§ **What you should do**
Could you write out every one of the records below word for word, leaving the pictures out?
BEGIN Data records
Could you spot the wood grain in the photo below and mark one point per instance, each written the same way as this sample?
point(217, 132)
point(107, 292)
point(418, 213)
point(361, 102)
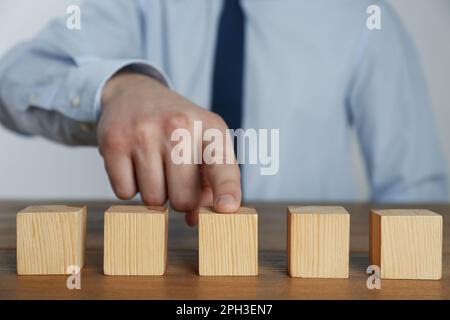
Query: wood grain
point(228, 243)
point(50, 239)
point(181, 280)
point(318, 242)
point(407, 244)
point(135, 240)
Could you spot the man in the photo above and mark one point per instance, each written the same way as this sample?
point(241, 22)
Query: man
point(140, 69)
END Data records
§ **Output for this exercise**
Could you spot the wood grain in the photo below and mark one point per instance, each written the same way as this sample?
point(217, 132)
point(107, 292)
point(418, 213)
point(361, 102)
Query: wood grain
point(228, 243)
point(50, 239)
point(181, 280)
point(318, 242)
point(407, 244)
point(135, 240)
Could you spot the man in the photo above and mark one point per instance, each written the same way as this sample?
point(241, 22)
Query: man
point(140, 69)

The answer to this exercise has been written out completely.